- [Extracted data]
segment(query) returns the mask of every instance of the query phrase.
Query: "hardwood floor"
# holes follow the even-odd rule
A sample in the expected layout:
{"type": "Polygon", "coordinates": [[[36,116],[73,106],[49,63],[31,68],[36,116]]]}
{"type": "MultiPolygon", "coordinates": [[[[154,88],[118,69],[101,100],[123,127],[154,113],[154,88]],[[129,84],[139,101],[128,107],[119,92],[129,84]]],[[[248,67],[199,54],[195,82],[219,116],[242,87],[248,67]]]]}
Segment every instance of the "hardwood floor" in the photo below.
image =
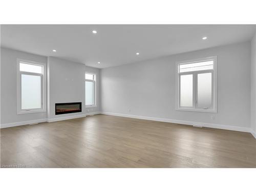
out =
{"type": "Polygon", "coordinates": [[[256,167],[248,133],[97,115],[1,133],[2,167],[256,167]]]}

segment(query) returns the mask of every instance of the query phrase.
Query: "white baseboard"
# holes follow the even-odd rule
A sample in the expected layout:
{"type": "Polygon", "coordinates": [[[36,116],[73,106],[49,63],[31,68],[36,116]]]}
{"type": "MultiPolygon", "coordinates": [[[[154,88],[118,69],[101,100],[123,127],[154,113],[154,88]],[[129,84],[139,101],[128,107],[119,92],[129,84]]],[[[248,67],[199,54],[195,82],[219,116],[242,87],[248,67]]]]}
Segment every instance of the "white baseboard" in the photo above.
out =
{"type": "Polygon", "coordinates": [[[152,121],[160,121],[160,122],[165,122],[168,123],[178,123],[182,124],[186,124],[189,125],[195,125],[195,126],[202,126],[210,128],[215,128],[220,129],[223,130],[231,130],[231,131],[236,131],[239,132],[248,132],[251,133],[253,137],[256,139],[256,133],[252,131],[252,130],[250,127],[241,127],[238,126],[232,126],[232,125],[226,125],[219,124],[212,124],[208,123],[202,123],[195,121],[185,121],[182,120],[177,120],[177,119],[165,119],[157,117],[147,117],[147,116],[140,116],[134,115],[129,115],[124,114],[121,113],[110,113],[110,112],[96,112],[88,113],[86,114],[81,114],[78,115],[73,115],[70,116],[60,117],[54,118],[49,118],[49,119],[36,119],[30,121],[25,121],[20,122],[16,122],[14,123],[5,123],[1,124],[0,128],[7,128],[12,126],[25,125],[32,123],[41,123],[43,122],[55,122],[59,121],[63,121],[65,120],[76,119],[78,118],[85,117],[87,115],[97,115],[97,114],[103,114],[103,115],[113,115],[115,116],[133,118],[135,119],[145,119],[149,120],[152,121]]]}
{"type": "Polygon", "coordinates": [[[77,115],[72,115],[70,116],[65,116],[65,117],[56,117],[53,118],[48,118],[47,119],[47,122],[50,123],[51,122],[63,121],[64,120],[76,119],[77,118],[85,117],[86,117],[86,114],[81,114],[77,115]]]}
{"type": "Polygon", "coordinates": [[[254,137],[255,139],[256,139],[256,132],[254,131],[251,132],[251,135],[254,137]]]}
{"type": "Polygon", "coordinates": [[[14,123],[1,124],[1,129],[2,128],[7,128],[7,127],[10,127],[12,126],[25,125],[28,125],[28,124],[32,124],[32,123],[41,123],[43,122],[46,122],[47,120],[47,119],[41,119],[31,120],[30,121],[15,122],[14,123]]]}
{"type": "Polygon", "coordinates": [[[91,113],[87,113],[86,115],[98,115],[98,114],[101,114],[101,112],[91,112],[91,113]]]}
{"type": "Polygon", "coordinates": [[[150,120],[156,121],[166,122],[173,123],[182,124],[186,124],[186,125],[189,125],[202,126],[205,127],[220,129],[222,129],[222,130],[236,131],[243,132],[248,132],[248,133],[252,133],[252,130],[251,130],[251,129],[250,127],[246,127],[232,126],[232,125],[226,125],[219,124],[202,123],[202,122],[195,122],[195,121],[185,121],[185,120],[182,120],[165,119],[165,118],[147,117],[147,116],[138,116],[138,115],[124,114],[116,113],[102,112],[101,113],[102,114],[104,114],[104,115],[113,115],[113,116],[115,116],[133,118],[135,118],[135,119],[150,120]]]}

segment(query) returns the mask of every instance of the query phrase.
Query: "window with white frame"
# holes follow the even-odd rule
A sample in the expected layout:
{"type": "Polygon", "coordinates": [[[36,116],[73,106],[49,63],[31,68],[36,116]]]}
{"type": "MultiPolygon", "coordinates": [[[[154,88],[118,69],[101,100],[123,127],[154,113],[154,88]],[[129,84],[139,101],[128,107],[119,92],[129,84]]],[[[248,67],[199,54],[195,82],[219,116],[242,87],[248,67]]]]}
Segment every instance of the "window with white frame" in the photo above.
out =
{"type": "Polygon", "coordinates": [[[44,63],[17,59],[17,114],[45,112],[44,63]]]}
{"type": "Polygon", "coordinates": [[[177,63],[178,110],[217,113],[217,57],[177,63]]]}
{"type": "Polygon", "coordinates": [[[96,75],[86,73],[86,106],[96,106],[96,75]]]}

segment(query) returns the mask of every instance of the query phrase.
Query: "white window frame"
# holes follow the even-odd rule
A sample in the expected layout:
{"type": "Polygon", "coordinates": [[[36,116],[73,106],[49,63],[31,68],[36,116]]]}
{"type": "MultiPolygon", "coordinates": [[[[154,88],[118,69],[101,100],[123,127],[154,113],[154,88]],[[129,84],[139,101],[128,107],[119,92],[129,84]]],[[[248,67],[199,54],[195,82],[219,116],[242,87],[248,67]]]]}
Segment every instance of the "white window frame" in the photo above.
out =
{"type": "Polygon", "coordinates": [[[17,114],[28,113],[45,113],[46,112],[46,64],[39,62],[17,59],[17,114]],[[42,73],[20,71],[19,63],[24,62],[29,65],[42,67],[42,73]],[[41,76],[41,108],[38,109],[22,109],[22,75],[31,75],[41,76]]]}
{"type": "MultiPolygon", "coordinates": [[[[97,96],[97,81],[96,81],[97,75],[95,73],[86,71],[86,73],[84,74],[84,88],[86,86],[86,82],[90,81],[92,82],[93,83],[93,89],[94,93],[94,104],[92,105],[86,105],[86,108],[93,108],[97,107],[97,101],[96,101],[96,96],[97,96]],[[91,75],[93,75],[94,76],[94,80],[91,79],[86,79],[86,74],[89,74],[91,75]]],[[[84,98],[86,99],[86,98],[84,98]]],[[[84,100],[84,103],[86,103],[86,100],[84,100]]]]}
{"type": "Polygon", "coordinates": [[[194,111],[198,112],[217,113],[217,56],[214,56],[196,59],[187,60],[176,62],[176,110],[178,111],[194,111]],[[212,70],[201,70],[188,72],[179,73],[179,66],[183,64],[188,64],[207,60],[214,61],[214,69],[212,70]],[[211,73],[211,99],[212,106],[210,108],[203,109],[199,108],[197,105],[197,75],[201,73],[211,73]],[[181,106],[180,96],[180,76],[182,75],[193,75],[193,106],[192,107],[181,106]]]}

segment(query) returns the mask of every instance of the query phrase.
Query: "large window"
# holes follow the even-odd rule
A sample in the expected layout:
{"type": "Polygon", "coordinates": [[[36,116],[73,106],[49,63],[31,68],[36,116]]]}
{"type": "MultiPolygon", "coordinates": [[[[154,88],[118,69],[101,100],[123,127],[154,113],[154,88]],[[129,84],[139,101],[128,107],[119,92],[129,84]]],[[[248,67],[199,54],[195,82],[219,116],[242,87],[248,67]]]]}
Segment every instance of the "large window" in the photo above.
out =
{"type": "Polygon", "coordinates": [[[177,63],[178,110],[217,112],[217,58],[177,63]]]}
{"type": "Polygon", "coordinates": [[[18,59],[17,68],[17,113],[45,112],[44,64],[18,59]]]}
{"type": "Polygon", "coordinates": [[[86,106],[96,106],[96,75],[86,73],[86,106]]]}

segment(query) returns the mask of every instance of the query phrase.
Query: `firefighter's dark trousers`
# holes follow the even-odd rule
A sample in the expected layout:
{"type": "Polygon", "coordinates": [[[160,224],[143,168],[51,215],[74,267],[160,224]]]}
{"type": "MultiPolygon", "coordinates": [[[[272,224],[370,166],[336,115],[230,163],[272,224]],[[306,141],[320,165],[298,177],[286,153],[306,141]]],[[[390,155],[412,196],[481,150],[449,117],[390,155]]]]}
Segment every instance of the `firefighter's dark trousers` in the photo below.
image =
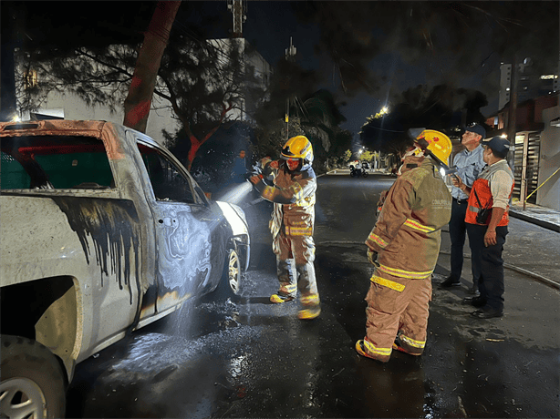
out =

...

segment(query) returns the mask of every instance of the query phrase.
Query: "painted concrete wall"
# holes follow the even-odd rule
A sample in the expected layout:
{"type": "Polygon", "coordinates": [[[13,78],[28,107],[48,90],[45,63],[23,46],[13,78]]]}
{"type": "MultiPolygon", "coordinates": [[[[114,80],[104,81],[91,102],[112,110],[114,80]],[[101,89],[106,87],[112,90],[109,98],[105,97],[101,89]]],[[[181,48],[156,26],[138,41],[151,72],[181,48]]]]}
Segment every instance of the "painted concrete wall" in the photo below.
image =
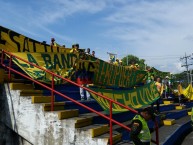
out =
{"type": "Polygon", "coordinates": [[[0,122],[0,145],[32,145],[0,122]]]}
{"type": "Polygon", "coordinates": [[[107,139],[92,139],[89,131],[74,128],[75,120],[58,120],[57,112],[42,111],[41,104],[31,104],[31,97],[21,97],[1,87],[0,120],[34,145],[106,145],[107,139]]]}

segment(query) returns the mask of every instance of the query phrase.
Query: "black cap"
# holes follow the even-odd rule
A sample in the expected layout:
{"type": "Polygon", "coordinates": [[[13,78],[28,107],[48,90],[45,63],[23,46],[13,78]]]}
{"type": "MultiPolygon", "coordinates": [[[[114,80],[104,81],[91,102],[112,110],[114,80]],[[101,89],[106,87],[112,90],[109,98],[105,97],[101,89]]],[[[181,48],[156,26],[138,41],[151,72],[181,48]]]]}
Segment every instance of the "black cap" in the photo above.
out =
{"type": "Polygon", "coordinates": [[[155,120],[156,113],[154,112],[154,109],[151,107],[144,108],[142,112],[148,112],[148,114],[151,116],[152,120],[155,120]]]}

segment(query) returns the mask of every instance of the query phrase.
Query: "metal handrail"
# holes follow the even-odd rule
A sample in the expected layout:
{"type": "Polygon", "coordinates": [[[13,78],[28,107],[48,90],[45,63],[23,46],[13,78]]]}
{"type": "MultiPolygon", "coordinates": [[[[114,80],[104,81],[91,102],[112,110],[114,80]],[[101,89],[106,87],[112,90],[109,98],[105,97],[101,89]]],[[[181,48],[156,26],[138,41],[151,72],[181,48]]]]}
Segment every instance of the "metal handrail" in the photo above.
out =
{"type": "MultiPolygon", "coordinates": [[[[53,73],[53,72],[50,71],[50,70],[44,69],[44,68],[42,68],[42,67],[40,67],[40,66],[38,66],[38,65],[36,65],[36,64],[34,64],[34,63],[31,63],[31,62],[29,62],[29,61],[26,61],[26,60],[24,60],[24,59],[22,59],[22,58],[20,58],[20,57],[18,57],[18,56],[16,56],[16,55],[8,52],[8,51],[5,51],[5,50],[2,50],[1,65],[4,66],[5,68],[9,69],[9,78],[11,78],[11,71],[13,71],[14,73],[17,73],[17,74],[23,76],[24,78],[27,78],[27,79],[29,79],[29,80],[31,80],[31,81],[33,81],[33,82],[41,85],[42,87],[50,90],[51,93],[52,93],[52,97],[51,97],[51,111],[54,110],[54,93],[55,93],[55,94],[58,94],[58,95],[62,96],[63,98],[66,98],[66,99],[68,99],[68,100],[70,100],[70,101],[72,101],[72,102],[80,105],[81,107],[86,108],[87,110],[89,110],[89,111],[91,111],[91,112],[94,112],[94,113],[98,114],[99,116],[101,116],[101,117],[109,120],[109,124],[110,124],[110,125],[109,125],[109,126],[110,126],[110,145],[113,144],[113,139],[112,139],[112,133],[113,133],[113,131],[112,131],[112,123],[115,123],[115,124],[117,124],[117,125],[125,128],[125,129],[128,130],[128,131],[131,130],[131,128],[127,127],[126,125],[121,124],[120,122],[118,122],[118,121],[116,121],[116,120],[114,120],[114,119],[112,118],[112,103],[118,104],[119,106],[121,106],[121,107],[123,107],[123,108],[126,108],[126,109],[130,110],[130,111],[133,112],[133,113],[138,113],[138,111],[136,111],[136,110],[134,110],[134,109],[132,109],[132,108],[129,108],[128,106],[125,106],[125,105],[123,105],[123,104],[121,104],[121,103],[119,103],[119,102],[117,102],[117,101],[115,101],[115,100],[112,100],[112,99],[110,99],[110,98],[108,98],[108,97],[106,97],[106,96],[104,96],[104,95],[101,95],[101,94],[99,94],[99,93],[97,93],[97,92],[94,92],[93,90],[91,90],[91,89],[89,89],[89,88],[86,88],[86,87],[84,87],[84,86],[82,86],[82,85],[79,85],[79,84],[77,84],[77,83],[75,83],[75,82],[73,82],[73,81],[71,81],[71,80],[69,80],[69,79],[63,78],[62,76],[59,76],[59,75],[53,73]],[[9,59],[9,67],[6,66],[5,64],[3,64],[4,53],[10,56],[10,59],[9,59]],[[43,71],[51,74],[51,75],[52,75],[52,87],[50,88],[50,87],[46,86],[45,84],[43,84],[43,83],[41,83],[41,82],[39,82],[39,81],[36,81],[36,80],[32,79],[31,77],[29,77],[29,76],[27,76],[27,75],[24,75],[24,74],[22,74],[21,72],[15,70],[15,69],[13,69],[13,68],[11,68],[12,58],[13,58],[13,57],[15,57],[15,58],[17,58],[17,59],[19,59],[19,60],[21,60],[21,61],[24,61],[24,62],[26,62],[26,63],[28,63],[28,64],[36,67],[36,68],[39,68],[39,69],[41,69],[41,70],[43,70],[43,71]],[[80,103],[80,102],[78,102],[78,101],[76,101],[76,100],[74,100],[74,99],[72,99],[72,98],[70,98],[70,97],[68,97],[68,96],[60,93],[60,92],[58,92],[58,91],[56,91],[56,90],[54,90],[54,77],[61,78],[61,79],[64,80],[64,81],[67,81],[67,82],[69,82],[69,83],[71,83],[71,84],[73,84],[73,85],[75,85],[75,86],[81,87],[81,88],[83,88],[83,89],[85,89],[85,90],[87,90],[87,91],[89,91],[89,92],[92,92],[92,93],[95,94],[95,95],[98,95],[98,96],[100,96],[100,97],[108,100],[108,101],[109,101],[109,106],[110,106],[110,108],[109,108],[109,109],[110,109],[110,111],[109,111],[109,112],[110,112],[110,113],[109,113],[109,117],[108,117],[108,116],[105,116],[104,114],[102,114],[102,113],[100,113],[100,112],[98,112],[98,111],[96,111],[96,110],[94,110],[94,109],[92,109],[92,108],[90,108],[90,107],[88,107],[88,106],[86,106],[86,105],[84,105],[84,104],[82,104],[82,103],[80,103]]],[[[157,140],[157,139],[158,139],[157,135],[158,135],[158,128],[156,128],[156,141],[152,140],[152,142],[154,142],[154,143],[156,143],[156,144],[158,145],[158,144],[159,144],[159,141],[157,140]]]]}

...

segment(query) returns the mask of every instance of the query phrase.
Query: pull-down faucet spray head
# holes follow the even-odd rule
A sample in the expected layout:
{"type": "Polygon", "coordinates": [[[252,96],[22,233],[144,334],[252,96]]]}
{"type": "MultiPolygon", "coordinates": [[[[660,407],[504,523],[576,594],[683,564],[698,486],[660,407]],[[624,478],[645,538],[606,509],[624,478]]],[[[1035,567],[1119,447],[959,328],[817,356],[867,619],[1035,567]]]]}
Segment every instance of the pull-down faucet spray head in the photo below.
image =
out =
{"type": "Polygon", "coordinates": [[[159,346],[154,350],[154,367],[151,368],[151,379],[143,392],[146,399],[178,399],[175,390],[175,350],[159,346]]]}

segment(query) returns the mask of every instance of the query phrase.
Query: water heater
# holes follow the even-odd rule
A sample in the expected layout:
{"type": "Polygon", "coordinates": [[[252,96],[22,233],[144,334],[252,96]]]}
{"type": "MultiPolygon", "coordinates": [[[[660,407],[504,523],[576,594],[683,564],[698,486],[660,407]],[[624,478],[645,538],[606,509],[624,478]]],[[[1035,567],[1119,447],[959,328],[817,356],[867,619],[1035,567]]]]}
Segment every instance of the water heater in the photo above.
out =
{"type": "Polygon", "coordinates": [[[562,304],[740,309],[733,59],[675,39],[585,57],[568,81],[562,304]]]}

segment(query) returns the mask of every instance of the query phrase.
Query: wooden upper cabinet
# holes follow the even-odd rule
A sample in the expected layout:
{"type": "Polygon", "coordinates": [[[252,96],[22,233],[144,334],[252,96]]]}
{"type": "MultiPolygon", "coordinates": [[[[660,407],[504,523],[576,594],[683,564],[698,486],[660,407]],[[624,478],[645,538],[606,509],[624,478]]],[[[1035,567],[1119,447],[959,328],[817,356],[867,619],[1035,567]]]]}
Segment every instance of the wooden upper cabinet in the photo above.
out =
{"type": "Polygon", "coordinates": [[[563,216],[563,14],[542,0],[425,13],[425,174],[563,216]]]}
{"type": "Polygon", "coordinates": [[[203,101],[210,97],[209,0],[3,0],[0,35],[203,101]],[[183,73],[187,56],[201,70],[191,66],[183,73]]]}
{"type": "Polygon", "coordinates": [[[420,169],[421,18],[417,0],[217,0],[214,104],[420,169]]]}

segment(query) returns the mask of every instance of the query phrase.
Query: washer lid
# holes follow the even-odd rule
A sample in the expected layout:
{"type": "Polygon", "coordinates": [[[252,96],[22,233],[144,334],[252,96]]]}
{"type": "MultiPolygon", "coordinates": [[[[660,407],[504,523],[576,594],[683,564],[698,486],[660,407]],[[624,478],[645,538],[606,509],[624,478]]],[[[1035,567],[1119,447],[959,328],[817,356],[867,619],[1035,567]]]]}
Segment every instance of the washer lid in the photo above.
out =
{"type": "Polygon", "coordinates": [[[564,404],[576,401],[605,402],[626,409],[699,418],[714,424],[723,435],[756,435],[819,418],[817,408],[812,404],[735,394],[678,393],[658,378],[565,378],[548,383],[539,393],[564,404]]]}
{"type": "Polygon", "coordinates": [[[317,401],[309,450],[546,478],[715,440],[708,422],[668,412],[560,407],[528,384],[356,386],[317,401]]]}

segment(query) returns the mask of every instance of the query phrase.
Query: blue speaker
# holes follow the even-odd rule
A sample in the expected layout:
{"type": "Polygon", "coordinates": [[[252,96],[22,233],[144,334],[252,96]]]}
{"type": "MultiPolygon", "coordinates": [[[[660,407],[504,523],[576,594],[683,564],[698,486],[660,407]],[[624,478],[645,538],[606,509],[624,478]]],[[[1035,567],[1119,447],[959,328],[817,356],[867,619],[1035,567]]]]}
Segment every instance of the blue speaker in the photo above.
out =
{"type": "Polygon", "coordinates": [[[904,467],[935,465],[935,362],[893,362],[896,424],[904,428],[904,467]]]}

- [Aim of the exercise]
Find every line in the rows above that contains the string "below" and copy each of those lines. Case counts.

- [Solution to the problem]
Segment every instance of the "hardwood floor" in the photo below.
Segment every instance of the `firefighter's dark trousers` in the photo below.
Segment every instance of the "painted concrete wall" in the photo below.
Segment every instance of the pull-down faucet spray head in the photo below.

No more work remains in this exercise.